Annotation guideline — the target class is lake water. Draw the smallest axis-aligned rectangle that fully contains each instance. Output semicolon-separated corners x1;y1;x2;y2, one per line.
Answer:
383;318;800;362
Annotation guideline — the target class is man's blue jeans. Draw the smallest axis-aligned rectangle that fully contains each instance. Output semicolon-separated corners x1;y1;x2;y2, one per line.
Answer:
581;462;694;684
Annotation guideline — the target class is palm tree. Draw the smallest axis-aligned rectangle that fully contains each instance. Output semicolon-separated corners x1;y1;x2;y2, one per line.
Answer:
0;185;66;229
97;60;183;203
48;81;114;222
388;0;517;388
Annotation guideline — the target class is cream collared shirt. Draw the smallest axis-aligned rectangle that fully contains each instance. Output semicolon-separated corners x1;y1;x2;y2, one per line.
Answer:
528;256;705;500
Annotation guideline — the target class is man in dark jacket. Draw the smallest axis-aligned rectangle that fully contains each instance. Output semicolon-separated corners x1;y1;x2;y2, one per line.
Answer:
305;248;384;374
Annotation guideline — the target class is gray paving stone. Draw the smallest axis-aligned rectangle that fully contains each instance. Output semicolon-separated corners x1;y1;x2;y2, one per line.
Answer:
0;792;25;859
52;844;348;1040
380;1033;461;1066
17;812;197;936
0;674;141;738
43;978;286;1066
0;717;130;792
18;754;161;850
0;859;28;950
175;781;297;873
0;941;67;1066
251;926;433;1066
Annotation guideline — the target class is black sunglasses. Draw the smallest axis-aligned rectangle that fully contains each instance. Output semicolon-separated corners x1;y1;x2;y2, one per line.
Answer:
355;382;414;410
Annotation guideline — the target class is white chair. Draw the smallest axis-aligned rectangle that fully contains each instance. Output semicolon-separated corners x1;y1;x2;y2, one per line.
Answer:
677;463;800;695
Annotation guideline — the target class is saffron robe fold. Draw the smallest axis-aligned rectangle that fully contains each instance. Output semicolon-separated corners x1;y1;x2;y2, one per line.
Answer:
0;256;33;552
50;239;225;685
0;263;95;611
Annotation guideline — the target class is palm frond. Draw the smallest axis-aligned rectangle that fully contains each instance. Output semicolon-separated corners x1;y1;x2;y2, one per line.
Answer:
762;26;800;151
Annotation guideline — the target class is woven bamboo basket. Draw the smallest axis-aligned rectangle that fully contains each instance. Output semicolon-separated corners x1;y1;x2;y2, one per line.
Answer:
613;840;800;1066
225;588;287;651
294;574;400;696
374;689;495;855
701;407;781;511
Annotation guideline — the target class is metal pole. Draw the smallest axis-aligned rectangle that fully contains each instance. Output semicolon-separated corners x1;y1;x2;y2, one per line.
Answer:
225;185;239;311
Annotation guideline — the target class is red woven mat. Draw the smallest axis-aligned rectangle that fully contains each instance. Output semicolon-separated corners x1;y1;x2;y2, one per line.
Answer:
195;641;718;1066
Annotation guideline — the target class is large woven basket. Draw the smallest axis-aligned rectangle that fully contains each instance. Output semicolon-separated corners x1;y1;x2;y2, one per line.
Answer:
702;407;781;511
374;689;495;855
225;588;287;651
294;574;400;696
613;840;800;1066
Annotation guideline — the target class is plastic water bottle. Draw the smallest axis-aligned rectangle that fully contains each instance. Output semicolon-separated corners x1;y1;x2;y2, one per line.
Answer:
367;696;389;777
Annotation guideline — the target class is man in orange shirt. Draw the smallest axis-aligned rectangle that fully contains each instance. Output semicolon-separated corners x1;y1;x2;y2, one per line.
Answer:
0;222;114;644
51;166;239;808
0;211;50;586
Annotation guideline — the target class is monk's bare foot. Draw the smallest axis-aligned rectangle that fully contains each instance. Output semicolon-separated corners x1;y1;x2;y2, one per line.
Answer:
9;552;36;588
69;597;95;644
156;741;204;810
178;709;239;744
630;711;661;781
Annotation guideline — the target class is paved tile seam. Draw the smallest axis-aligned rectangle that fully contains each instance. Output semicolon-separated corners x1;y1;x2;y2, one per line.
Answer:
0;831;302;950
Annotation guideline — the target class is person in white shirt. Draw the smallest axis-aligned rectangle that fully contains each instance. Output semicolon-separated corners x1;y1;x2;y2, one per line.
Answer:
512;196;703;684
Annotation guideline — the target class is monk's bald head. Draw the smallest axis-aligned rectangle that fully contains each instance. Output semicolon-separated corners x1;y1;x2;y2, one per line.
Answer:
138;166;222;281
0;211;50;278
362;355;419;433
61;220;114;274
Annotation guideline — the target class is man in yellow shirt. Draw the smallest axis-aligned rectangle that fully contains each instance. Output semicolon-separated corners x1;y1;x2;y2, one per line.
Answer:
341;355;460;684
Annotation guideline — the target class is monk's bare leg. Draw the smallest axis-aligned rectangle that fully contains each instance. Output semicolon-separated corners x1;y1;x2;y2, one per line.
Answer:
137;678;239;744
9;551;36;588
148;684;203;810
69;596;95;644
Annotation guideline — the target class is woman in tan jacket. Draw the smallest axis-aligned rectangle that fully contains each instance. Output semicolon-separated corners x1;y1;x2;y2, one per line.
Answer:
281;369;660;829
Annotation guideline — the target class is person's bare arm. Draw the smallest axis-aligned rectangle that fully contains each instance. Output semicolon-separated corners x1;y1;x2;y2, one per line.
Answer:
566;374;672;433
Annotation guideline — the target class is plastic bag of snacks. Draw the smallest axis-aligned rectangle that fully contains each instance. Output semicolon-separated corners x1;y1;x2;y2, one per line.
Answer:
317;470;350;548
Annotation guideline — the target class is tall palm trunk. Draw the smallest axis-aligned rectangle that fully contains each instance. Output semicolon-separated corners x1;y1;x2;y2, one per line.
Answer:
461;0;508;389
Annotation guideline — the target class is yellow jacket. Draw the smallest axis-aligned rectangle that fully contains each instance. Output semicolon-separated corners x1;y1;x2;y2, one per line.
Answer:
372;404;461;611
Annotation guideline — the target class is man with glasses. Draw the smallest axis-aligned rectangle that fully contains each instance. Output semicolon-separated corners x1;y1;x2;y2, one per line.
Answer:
#####
**Instruction**
Write out, unchanged, the lines of the records above from the very first line through the line that holds "581;462;694;684", both included.

**Written answer**
Annotation guideline — the target class is lake water. Draw the smallest axis-aligned rectangle that fully contains each instance. Output semicolon-separated corners x1;y1;x2;y2, one per line.
Answer:
383;318;800;362
Annotation guideline — the target class is man's blue jeans. Draw the smallest axis-aligned rectangle that fully contains each instance. Output semicolon-separated corners x1;y1;x2;y2, one per line.
Answer:
581;462;694;684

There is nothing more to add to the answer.